Goal:
Transcribe the records exactly from the line with "Thanks for the photo. Could you please mark the leafy" to the end, both included.
------------------------------------
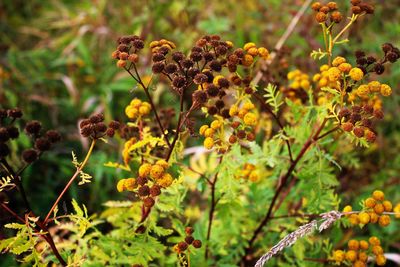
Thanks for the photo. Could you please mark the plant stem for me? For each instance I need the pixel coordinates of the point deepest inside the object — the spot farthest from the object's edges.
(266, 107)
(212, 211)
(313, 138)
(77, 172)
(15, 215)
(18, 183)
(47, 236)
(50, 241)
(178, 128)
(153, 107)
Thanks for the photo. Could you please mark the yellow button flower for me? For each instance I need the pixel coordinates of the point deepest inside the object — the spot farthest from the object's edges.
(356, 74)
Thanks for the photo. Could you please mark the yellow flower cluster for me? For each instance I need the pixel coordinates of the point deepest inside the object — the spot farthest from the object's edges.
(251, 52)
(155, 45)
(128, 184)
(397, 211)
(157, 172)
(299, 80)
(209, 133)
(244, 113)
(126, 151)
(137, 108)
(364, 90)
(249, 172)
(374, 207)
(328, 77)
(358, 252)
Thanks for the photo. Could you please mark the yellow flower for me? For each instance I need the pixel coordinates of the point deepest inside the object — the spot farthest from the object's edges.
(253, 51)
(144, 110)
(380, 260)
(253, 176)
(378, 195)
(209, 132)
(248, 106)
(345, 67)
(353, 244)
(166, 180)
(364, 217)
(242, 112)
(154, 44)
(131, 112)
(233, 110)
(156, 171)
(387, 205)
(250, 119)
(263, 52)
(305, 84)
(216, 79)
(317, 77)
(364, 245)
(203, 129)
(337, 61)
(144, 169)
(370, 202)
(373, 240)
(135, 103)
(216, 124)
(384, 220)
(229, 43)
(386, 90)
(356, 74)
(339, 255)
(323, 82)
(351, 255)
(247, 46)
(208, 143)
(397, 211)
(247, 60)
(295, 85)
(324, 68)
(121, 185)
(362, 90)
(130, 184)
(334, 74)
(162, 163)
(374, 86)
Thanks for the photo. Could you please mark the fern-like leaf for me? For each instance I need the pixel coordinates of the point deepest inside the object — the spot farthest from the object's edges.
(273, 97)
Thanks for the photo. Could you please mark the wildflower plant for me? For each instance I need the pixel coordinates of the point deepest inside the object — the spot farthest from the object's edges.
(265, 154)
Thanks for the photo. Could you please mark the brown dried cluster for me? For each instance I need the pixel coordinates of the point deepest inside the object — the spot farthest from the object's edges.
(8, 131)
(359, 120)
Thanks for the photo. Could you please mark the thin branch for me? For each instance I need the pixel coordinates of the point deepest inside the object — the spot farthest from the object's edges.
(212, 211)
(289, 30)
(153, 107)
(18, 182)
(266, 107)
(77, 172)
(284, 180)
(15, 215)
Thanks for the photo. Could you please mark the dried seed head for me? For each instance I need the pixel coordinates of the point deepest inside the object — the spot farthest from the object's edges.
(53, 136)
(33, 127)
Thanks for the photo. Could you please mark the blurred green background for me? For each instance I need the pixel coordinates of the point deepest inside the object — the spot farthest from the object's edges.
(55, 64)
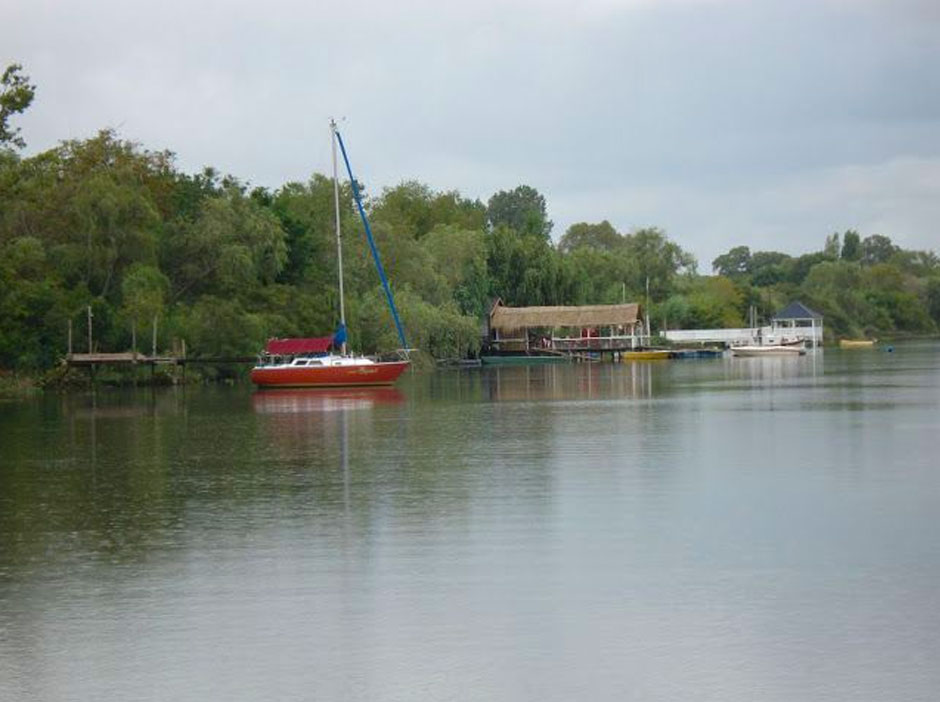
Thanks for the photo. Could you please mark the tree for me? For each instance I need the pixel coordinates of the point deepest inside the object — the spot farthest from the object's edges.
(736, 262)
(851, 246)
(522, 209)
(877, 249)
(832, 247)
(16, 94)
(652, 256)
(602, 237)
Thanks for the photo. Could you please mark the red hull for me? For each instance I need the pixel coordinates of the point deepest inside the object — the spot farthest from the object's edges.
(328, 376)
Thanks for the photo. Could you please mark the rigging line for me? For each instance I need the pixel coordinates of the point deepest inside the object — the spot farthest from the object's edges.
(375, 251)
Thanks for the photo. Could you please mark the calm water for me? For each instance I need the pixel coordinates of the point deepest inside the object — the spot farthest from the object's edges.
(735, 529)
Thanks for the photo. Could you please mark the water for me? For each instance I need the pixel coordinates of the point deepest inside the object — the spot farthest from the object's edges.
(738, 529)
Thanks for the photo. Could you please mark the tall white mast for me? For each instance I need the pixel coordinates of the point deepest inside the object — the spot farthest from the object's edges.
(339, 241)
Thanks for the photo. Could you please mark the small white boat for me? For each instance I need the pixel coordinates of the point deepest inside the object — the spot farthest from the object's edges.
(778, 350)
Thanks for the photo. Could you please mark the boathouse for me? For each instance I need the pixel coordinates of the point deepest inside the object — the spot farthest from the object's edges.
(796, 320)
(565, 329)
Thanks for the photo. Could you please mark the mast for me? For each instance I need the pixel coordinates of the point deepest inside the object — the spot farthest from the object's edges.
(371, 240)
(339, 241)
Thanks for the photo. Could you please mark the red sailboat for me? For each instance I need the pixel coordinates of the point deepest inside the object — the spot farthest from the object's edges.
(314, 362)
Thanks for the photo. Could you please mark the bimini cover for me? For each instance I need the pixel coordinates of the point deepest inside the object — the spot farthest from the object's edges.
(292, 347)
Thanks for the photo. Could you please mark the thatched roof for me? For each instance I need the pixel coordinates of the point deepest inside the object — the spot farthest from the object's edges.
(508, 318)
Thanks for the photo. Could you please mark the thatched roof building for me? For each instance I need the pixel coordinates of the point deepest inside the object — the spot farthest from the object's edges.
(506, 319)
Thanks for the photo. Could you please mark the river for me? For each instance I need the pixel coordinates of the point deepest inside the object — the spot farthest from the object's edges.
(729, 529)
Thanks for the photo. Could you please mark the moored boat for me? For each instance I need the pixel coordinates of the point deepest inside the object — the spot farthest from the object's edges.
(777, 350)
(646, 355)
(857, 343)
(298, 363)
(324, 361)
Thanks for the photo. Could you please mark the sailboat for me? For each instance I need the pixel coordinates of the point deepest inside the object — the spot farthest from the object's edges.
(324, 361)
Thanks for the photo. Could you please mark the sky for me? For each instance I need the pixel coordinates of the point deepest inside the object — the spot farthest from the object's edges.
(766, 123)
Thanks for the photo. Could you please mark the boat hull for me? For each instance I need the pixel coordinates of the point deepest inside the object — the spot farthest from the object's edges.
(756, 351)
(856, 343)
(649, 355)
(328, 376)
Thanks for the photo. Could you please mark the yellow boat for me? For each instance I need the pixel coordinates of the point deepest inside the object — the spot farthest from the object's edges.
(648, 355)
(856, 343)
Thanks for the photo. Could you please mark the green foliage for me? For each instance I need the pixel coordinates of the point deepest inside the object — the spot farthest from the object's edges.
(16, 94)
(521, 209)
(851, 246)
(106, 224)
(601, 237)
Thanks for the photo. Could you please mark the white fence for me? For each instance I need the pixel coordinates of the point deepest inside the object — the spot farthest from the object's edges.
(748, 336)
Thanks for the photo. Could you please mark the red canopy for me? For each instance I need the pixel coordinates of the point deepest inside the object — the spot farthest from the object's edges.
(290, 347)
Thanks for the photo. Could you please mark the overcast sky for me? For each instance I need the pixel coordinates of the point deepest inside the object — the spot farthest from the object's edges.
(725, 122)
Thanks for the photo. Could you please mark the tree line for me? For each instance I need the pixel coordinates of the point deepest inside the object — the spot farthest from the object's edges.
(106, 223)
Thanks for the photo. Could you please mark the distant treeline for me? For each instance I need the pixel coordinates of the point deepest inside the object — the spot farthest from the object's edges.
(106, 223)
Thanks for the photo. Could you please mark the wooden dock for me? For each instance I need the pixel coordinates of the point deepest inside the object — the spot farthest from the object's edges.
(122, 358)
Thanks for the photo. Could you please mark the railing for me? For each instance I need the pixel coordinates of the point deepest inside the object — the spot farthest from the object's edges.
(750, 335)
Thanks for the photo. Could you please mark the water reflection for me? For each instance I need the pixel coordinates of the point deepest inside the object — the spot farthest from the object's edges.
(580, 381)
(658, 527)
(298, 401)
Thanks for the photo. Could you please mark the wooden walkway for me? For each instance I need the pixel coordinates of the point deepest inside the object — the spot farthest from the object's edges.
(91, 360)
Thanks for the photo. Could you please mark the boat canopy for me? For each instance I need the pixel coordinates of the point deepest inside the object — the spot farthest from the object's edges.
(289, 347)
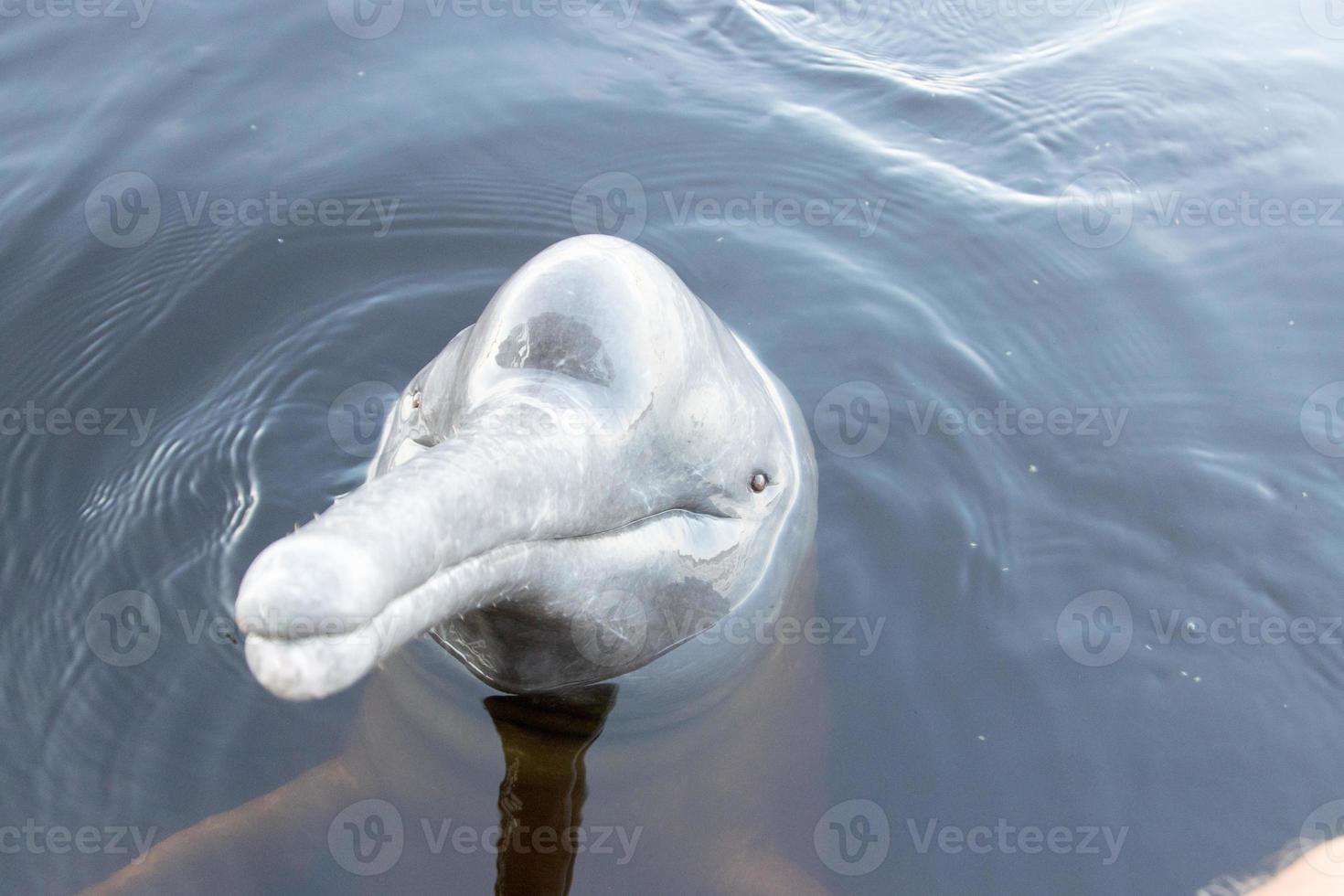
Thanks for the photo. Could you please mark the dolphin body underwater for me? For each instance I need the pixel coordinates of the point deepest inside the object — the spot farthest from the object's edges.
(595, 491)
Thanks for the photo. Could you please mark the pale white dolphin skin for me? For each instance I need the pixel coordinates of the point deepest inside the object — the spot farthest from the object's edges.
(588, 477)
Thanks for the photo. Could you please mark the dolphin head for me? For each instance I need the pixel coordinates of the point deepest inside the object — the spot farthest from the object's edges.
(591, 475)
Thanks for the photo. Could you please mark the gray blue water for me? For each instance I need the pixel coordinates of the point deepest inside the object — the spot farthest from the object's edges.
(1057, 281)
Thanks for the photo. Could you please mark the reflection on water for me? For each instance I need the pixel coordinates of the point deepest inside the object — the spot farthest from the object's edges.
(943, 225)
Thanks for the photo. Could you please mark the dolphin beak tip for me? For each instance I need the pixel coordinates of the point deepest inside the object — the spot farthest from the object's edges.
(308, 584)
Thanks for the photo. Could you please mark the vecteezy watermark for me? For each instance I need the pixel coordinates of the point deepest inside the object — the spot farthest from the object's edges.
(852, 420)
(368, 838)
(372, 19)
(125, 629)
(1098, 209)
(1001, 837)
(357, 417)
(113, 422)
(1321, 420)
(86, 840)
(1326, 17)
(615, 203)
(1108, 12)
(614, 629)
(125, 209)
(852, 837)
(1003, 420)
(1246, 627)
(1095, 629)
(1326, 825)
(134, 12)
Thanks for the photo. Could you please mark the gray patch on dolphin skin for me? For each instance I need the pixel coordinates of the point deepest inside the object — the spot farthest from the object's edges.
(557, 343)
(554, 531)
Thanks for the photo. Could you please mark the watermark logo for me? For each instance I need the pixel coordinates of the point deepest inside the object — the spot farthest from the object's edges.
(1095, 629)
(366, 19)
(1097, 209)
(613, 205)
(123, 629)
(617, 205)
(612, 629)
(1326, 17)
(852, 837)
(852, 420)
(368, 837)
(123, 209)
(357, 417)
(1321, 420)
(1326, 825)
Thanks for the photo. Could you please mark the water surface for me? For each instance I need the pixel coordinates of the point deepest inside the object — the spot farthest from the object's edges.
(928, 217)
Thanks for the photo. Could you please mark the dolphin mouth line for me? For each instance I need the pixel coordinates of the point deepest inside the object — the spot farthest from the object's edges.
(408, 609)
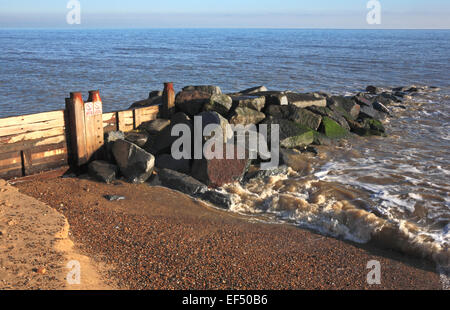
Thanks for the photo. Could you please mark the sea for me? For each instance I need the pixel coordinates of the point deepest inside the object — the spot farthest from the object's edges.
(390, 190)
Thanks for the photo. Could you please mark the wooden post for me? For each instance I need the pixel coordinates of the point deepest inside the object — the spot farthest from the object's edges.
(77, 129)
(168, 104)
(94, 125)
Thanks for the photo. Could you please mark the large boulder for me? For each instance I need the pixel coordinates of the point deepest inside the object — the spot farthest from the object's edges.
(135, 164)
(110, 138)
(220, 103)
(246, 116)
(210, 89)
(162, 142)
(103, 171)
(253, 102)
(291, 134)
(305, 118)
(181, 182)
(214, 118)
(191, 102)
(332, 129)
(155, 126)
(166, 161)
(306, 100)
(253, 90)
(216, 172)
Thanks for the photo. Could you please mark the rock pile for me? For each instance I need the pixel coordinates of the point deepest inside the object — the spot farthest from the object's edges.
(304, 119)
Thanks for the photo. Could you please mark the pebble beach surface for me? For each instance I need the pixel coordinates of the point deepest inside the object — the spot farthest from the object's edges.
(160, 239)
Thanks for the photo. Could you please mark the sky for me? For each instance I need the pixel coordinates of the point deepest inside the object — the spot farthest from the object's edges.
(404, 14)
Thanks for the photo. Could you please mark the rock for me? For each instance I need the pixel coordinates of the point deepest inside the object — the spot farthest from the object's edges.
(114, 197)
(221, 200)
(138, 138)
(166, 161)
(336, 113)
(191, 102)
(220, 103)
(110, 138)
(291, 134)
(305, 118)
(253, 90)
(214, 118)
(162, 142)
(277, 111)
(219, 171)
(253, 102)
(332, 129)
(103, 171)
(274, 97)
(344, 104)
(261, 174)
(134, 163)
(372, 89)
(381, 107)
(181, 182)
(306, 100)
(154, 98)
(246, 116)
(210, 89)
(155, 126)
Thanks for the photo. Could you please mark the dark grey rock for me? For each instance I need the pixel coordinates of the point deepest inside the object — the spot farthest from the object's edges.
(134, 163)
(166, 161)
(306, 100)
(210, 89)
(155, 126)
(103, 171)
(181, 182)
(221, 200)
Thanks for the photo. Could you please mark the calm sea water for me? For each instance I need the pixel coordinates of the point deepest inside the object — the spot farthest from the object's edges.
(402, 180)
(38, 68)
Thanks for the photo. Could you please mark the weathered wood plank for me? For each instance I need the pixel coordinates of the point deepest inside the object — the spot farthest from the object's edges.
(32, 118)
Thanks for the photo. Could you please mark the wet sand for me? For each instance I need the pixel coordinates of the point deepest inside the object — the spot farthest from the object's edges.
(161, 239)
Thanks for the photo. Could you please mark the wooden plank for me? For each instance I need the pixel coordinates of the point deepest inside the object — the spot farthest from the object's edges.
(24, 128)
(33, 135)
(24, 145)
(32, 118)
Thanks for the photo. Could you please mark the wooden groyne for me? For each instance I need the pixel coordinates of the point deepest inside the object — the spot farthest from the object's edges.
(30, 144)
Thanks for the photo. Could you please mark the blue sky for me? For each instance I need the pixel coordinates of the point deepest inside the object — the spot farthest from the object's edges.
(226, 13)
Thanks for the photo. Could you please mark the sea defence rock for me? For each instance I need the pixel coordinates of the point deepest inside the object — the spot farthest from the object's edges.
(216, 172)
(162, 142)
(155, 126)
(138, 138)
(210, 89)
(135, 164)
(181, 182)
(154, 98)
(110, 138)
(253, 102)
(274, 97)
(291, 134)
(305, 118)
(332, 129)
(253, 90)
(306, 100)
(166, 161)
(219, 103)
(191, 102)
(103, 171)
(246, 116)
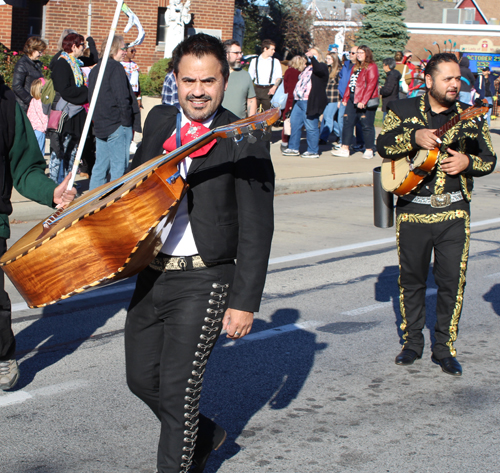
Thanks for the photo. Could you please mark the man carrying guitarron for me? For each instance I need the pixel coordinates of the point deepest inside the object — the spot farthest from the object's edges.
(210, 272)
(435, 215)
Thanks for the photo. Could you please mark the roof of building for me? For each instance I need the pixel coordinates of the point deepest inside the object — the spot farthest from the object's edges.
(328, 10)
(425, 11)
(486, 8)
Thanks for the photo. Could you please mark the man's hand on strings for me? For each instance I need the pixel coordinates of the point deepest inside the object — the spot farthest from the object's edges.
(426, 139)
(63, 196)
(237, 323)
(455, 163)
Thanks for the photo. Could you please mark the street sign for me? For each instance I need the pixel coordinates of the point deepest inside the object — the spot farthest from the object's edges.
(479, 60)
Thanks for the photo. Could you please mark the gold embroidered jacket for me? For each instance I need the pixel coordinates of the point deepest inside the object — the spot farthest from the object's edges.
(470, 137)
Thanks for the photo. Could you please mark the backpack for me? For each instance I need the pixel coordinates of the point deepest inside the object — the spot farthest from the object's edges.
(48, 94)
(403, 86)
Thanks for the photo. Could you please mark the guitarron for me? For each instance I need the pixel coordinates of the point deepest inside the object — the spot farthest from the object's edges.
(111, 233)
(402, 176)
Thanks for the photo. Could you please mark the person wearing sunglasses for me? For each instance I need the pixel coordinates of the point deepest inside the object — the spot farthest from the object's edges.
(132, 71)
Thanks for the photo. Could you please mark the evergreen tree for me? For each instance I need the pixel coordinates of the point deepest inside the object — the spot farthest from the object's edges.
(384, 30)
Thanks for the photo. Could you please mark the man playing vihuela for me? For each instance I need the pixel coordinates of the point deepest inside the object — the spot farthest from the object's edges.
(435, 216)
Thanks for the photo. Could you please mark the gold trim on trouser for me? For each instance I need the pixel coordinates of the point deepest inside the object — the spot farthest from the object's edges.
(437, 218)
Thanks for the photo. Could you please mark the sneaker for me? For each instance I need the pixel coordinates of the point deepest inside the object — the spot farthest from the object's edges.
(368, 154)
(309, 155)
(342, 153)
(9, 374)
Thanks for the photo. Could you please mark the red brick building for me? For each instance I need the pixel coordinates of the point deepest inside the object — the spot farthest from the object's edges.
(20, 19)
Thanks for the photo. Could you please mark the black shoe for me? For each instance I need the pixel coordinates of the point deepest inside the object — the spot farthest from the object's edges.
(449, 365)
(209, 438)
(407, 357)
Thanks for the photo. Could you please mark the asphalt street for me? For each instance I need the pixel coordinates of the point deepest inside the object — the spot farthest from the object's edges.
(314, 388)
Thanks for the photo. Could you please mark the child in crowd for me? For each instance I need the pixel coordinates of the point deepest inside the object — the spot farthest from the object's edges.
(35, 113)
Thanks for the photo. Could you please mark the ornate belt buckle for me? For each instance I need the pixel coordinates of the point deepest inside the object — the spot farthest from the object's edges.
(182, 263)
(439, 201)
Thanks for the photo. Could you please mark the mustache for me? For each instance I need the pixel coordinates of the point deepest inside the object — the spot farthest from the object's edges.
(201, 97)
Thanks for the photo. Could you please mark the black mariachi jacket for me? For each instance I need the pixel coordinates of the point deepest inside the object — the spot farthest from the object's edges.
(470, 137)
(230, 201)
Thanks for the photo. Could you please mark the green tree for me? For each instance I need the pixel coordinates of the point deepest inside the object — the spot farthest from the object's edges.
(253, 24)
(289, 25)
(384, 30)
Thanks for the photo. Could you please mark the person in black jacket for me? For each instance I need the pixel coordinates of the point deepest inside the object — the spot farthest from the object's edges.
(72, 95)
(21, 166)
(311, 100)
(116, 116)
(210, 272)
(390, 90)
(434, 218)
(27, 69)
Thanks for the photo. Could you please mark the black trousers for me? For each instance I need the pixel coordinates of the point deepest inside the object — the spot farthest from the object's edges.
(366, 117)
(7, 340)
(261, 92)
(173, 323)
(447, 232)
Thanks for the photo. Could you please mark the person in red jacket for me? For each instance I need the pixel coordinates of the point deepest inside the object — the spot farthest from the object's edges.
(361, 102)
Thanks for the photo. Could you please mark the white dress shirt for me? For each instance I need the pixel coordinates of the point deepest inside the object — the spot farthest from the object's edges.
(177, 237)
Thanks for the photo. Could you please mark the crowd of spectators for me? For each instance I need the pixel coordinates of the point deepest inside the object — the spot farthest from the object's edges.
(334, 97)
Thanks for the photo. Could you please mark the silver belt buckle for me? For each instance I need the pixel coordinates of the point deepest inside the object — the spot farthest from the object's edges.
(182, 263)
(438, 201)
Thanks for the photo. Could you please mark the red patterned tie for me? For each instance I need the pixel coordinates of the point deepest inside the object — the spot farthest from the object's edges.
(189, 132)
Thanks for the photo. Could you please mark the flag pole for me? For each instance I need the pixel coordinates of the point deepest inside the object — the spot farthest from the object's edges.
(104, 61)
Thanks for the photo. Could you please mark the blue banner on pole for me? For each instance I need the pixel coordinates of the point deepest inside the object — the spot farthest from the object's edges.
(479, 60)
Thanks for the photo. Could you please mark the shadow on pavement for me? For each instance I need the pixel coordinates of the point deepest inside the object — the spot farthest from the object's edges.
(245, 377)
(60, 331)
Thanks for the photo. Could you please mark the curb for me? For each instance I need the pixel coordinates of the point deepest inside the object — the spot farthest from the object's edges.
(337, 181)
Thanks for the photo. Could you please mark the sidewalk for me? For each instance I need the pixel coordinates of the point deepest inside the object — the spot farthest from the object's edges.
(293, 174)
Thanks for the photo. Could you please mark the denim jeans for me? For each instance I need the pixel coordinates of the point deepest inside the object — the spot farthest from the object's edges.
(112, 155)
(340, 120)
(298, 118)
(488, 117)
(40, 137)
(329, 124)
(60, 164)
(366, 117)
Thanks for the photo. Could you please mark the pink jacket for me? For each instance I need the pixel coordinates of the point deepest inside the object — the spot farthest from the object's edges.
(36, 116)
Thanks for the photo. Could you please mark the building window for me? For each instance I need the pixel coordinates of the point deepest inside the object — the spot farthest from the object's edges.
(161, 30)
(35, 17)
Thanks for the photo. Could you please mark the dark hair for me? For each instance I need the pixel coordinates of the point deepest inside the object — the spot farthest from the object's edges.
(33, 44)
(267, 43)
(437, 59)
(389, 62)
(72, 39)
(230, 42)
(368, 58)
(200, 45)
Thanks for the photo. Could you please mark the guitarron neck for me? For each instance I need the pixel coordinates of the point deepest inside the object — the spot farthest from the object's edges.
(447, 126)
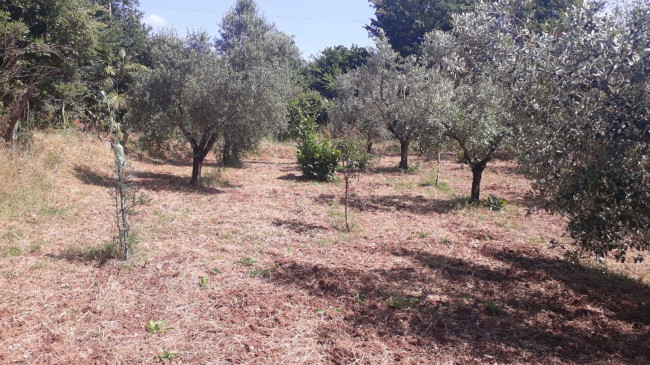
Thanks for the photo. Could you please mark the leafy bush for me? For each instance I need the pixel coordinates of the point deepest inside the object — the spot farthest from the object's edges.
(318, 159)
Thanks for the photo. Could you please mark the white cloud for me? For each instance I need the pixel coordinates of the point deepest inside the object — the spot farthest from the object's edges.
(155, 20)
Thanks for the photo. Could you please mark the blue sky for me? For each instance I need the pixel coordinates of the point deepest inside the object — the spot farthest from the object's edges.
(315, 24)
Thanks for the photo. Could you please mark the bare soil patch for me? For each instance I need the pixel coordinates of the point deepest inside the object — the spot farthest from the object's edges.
------------------------------------
Solution for this problem:
Thanks for the photo. Could you please mark the leafy bush for me? For each instance I need the pixel coordinates of the point deepest inside the object — the spot farthest from the object's edges.
(318, 159)
Thanks for the photo. Could you please mark the white cloud for me? For each instance I need the pixel coordinates of the point deepest inside the object — the spot farthest from the object's edges.
(155, 20)
Thanks for the photo. Could you please mark the blue sky for me? For each instance I need the pixel coordinates of the point deepest inside the object — the spot farthest from the object's edges.
(315, 24)
Thanks for the photo. Could you please mark the bare soil patch for me? For each instance I need the pixel coordinates of the point deepest inside the object — the spot farthest from the object's edges.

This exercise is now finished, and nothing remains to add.